** Short exercise A **
Translate this sentence from the passage on Tonto National Monument into Spanish: "Their trade network reached from the Gulf of California to Colorado."

** Source text **
※ ※ ※
Tonto National Monument
A view down on Tonto National Monument from the Sierra Ancha Mountains
The Tonto Basin is in the physiographic area between the Colorado Plateau to the east and north and the Sonoran desert to the south and west. With rich soils on the valley floor and regular flooding from the perennial Salt River, this area has been occupied by humans for several thousand years. The first permanent settlers arrived between 100 and 600 CE, leaving behind a small settlement of 15 pithouses in an area now known as Eagle Ridge. Around 600 CE they migrated downstream on the Salt to the area where Phoenix is today. About 150 years later their descendants returned to the Tonto Basin and built several more pithouse villages. Over the next 400 years they dug irrigation ditches and grew squash, beans, corn and cotton in the valley. Their trade network reached from the Gulf of California to Colorado. During this time period is when the Puebloan peoples to the north and east reached their peak populations and started to stress the local environments with their efforts to feed and house so many people. Then drought set in and folks had to move. Some went north to the settlements at Mesa Verde, some went down to the Rio Grande pueblos. Some came here to the Tonto Basin, bringing with them new technologies, ideas and philosophies. About 1250 CE is when the first Salado polychrome pottery began to appear and by 1275, there were thousands of people living all across the valley floor in this area. As more migrants moved in, masonry constructions started to appear further up the hillsides and even on the cliff walls in the valleys around Tonto Basin. Things were good up until about 1330 when the drought started to settle in in this area. What aggravated the time of drought were the times when the Salt River flooded, catastrophically, wiping out many of the lowland farms and destroying the irrigation canals and ditches. By the late 1300's, the different pueblos were all fighting with each other, trying to survive in a continually worsening environment. According to the oral histories of the descendants of those people, around 1450 is when the majority of the Salado people in the Tonto Basin finally gave up and migrated elsewhere. They left behind many different types of settlements and masonry pueblos in the surrounding countryside but only two major ones are protected as part of Tonto National Monument.
※ ※ ※
** Data provided **
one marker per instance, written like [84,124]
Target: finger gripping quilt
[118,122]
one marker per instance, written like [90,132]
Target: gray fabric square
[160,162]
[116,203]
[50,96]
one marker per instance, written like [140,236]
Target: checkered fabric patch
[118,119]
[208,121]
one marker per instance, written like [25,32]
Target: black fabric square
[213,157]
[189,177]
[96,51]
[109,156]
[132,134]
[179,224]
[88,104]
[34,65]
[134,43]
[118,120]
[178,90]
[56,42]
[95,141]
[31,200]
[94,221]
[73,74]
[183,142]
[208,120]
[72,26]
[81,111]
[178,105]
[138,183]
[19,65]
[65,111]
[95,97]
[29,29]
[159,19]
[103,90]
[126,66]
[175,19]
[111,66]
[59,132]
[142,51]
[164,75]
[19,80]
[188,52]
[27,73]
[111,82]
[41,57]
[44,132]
※ ※ ※
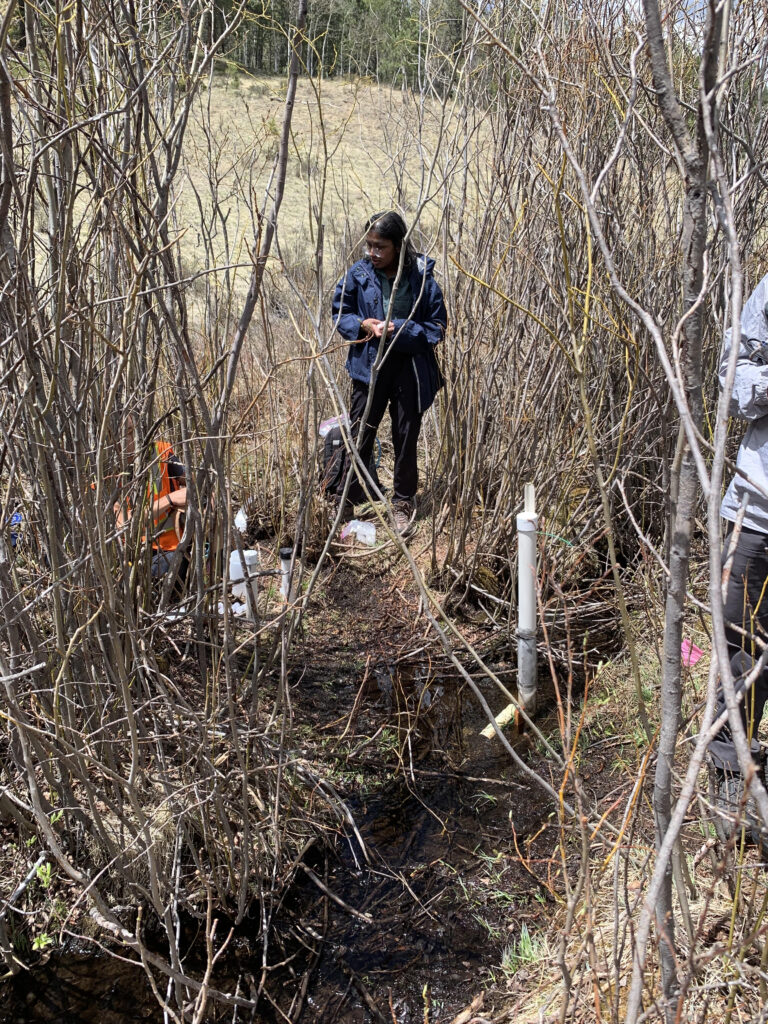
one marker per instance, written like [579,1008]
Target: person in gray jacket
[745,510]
※ ※ ※
** Short exercise B **
Pull out each line of the records that contains the word "fabric".

** Full response A **
Su red comercial se extendía desde el golfo de California hasta Colorado.

** Full response B **
Target: gray fabric square
Target: checkered fabric patch
Target: black fabric square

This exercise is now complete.